**Texto elegido**
Los festivales siempre presentan títulos con los que podemos sentirnos defraudados o que se ubican en las antípodas de nuestros gustos, sin embargo, existe una convención de factura cinematográfica establecida que es -y debe- ser tácita para participar dentro de uno internacional, ni hablar de uno que tiene la etiqueta de «Clase A». El debut de Agustín Pallares Yoffe es «No preguntes» y es, también al mismo tiempo, una posible respuesta ante ¿cómo es que un audiovisual de esta calaña llega a ser parte de una competencia?
Una joven sin rumbo en la vida está obligada a conseguir trabajo para ayudar en su casa, donde viven su hermana enferma de cáncer terminal (¡!) y su padre, recientemente desocupado. Ella saca provecho de una confusión para presentarse a una entrevista donde la contratan inmediatamente, sin que entienda demasiado (ni poco) cuál es el desempeño que debe cumplir. La oficina es como un call center de 2003 (sin que necesariamente sea de ese año o de época), todos tienen enfrente un monitor de tubo y un montón de carpetas de cartulina con papeles viejos. Nadie la ayuda a comprender dónde está, qué hace esa empresa ni mucho menos indicarle cuestiones laborales mínimas. La camaradería no existe, todo lo contrario, porque además hay personajes que le presentan obstáculos de manera maliciosa.

**Entradas del conjunto de datos**
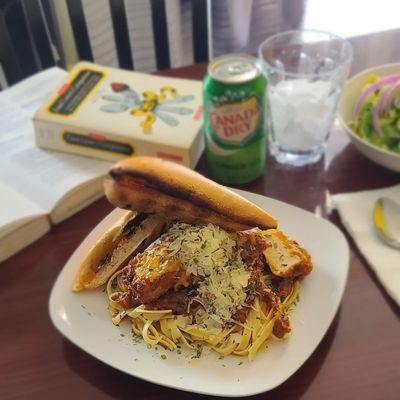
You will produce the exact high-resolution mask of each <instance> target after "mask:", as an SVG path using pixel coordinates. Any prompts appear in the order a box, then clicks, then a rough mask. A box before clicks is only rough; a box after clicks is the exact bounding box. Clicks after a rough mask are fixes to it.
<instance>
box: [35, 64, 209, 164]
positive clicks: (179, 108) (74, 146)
mask: <svg viewBox="0 0 400 400" xmlns="http://www.w3.org/2000/svg"><path fill="white" fill-rule="evenodd" d="M202 110H203V108H202V85H201V82H199V81H192V80H186V79H174V78H165V77H158V76H153V75H148V74H143V73H139V72H132V71H125V70H120V69H115V68H108V67H103V66H100V65H96V64H92V63H88V62H81V63H78V64H77V65H76V66H75V67H74V68H73V70H72V71H71V73H70V75H69V76H68V78H67V79H66V81H65V82H64V83H63V84H62V85H61V87H60V88H59V89H58V90H57V92H56V93H54V94H53V95H52V96H51V98H50V100H49V101H47V102H46V104H44V105H43V106H42V107H41V108H39V110H37V111H36V113H35V115H34V117H33V121H34V126H35V135H36V144H37V146H39V147H41V148H45V149H52V150H59V151H63V152H68V153H74V154H80V155H85V156H90V157H95V158H100V159H105V160H119V159H121V158H123V157H127V156H133V155H138V156H139V155H140V156H144V155H146V156H155V157H161V158H165V159H169V160H172V161H176V162H179V163H181V164H183V165H186V166H189V167H194V166H195V165H196V163H197V161H198V159H199V158H200V155H201V153H202V151H203V149H204V142H203V134H202Z"/></svg>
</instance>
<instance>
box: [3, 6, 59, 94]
mask: <svg viewBox="0 0 400 400" xmlns="http://www.w3.org/2000/svg"><path fill="white" fill-rule="evenodd" d="M50 1H51V0H50ZM47 12H49V3H48V1H43V0H0V66H1V71H0V79H1V78H2V80H3V81H2V82H0V84H1V87H2V88H4V87H6V86H9V85H12V84H14V83H16V82H18V81H20V80H21V79H23V78H25V77H28V76H30V75H32V74H34V73H36V72H38V71H40V70H42V69H45V68H48V67H51V66H54V65H55V63H56V59H55V58H56V57H55V54H53V50H52V46H51V42H50V31H49V26H48V25H47V24H46V19H45V14H46V13H47ZM52 28H54V27H52Z"/></svg>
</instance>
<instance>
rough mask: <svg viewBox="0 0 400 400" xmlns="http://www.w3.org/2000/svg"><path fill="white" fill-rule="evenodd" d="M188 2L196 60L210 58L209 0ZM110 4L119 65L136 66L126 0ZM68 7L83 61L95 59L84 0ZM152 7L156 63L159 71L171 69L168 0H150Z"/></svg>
mask: <svg viewBox="0 0 400 400" xmlns="http://www.w3.org/2000/svg"><path fill="white" fill-rule="evenodd" d="M128 1H129V0H128ZM185 1H186V2H187V1H189V2H190V3H191V7H192V30H193V33H192V37H193V61H194V62H202V61H207V60H208V28H207V0H185ZM102 4H103V3H102ZM108 4H109V7H110V15H111V19H112V29H113V33H114V38H115V48H116V52H117V58H118V64H119V67H121V68H125V69H137V68H136V63H135V60H134V57H133V54H132V49H131V45H130V44H131V42H132V43H133V46H135V38H130V35H129V26H128V25H129V21H128V19H127V14H126V2H125V1H124V0H108ZM67 6H68V11H69V16H70V21H71V26H72V30H73V34H74V37H75V44H76V48H77V51H78V55H79V58H80V59H81V60H87V61H96V60H95V57H94V55H93V51H92V46H91V42H90V35H89V32H88V26H87V20H86V18H85V13H84V5H83V3H82V0H67ZM99 7H100V5H99ZM150 7H151V19H152V26H153V37H154V49H155V58H156V63H155V64H156V65H155V66H156V69H157V70H159V69H164V68H170V67H171V57H170V48H169V41H168V29H167V13H166V0H150ZM183 40H184V38H183Z"/></svg>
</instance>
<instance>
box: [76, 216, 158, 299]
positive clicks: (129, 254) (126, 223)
mask: <svg viewBox="0 0 400 400" xmlns="http://www.w3.org/2000/svg"><path fill="white" fill-rule="evenodd" d="M135 214H136V213H134V212H131V211H130V212H128V213H126V214H125V215H124V216H123V217H122V218H120V219H119V220H118V221H117V222H116V223H115V224H114V225H113V226H112V227H111V228H110V229H109V230H108V231H106V232H105V233H104V234H103V235H102V236H101V237H100V238H99V240H98V241H97V242H96V243H95V244H94V245H93V247H92V248H91V249H90V250H89V252H88V254H87V255H86V257H85V258H84V259H83V260H82V261H81V263H80V264H79V266H78V268H77V271H76V275H75V278H74V282H73V286H72V290H73V291H75V292H77V291H80V290H83V289H94V288H96V287H99V286H101V285H103V284H104V283H106V282H107V280H108V278H110V277H111V275H112V274H113V273H114V272H116V271H117V270H118V269H119V268H121V267H122V266H124V263H125V262H126V261H127V260H129V259H130V258H131V257H133V256H134V255H135V254H136V253H137V252H138V251H139V250H140V246H141V245H142V244H143V245H145V246H148V245H149V244H150V243H151V242H152V241H153V240H154V239H155V238H156V237H158V235H159V234H160V231H161V229H162V226H163V225H164V219H163V218H161V217H159V216H148V217H146V218H144V220H143V221H142V222H140V223H139V225H138V228H140V229H136V230H135V231H134V232H133V234H132V236H131V237H129V238H126V237H125V236H124V226H125V225H126V224H127V223H128V222H129V221H130V220H132V219H133V218H134V217H135Z"/></svg>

**Tarea**
Extrae, tal cual aparece en la crítica de «No preguntes», el fragmento que empieza con las palabras que contienen «Los festivales siempre» y termina con «de una competencia?».

**Solución**
Los festivales siempre presentan títulos con los que podemos sentirnos defraudados o que se ubican en las antípodas de nuestros gustos, sin embargo, existe una convención de factura cinematográfica establecida que es -y debe- ser tácita para participar dentro de uno internacional, ni hablar de uno que tiene la etiqueta de «Clase A». El debut de Agustín Pallares Yoffe es «No preguntes» y es, también al mismo tiempo, una posible respuesta ante ¿cómo es que un audiovisual de esta calaña llega a ser parte de una competencia?